__Work required__. For the records below, print every one exactly, with nothing dropped.

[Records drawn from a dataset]

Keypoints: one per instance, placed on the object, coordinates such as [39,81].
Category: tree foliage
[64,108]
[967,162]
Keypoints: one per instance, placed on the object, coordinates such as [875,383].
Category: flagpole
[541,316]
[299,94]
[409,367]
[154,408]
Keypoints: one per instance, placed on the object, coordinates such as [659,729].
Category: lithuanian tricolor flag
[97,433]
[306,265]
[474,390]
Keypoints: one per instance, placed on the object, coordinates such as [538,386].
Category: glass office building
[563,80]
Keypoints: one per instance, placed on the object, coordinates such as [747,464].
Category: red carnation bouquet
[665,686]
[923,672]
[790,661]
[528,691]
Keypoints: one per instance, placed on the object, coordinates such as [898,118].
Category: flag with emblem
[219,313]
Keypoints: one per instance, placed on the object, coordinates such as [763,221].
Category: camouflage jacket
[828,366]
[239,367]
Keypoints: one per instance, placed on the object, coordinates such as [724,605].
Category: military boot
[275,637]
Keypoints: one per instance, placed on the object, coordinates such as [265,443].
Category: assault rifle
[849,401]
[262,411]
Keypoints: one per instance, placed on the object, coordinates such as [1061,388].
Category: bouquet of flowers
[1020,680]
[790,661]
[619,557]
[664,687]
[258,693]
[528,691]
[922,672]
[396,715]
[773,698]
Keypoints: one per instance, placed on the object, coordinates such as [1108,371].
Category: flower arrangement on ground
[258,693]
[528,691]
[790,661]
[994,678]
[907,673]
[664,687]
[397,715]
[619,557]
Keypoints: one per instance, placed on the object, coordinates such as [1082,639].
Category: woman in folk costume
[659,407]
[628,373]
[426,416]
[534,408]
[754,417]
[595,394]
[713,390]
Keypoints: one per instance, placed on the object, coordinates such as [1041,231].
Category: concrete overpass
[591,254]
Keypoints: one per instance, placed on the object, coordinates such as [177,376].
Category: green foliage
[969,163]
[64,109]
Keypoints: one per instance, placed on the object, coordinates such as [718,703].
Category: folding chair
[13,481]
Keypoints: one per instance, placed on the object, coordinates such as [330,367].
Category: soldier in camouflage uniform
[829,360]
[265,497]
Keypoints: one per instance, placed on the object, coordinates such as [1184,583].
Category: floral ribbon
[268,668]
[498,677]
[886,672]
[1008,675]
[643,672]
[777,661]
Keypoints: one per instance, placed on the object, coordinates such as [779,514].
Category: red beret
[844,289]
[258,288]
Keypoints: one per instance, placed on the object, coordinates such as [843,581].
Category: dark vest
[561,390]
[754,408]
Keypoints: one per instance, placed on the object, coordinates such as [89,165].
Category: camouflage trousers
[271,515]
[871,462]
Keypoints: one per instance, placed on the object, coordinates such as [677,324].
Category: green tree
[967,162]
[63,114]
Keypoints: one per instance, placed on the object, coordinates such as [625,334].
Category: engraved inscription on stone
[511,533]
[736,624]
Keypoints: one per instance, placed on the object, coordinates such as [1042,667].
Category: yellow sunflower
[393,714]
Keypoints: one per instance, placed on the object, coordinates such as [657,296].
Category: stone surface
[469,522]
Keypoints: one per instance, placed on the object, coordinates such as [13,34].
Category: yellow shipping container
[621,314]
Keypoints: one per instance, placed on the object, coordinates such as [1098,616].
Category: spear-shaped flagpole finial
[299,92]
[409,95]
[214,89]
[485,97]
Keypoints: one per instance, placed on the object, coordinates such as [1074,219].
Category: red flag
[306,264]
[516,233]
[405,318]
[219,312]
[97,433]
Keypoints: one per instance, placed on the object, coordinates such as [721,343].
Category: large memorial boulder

__Output__.
Keypoints: one per instance, placed on the object, coordinates such as [39,81].
Category: tree foliage
[64,108]
[967,162]
Keypoints: one per instance, placed on the object, coordinates such as [875,383].
Category: flagpole
[541,316]
[299,94]
[409,367]
[154,408]
Keypoints: one per instance, placed on the object, coordinates such as [659,729].
Category: lithuanian tricolor flag
[97,433]
[306,265]
[474,390]
Keypoints: one per instance, placed on the object, coordinates such as [538,386].
Category: glass office building
[563,80]
Keypoints: one per instance, placed on the object, coordinates such as [747,464].
Category: red carnation bouquet
[665,686]
[923,672]
[790,661]
[528,691]
Keypoints: one per instance, placed on the object, coordinates such as [898,118].
Category: flag with emblem
[219,313]
Keypoints: one per instance, placed on the object, coordinates such as [763,221].
Category: camouflage jacket
[828,366]
[239,367]
Keypoints: one per instance, placed on the object, coordinates such as [724,605].
Category: military boot
[275,637]
Keypoints: one per instance, placed on the object, coordinates such as [265,443].
Category: assault rifle
[849,401]
[262,411]
Keypoints: one per instance, placed on the object, coordinates such as [1061,388].
Category: bouquet of flowers
[1020,680]
[790,661]
[619,557]
[664,687]
[258,693]
[528,691]
[922,672]
[396,715]
[773,698]
Keypoints: one per instance, placed on the object, coordinates such as [1108,371].
Category: flower arrangement on ground
[258,693]
[528,691]
[790,661]
[994,678]
[907,673]
[664,687]
[397,715]
[619,557]
Keypoints: one per instance, placed on the object, coordinates such as [1082,639].
Category: woman in folk costume
[659,407]
[628,373]
[426,416]
[534,408]
[754,417]
[595,394]
[713,390]
Keypoints: one per instance, placed on the object, coordinates such as [1041,231].
Category: concrete overpass
[591,254]
Keypoints: one per instance, placed on the object, coordinates such as [177,376].
Category: green foliage
[969,163]
[64,109]
Keypoints: one per instance, placed on the object, coordinates such as [718,703].
Category: folding chair
[13,481]
Keypoints: one per instance, placed on the object, coordinates such as [330,367].
Category: soldier in camouflage uniform
[829,360]
[265,497]
Keypoints: one per instance, placed on the object, coordinates such as [1184,583].
Category: floral ribbon
[268,668]
[498,677]
[886,672]
[1008,675]
[643,672]
[777,661]
Keypoints: one per instance, placed on the object, coordinates such as [779,514].
Category: red beret
[844,289]
[258,288]
Keypoints: one per instance, placed on the object, coordinates such as [843,581].
Category: dark vest
[561,390]
[754,408]
Keypoints: one per instance, placed on the object, coordinates such as [89,165].
Category: camouflage trousers
[271,515]
[871,462]
Keypoints: one per instance, placed on the object, coordinates such as [677,324].
Category: green tree
[967,162]
[63,114]
Keypoints: one per instance, placed on the object, coordinates such as [625,334].
Category: engraved inscription on stone
[511,533]
[736,624]
Keypoints: one per instance, placed on the object, coordinates such as [1042,667].
Category: yellow sunflower
[393,714]
Keypoints: one per instance, placed on the object, coordinates such as [657,296].
Category: stone surface
[469,522]
Keypoints: one per instance, placed on the object, coordinates such as [13,34].
Category: yellow shipping container
[621,314]
Keypoints: one per instance, placed on the object, coordinates such as [1098,616].
Category: spear-shaped flagpole finial
[299,92]
[409,95]
[214,89]
[485,97]
Keypoints: one per instance, placed on the object, coordinates such as [1074,219].
Category: red flag
[306,264]
[516,233]
[405,318]
[219,312]
[97,433]
Keypoints: one per instance, placed on the object, coordinates such as [721,343].
Category: large memorial boulder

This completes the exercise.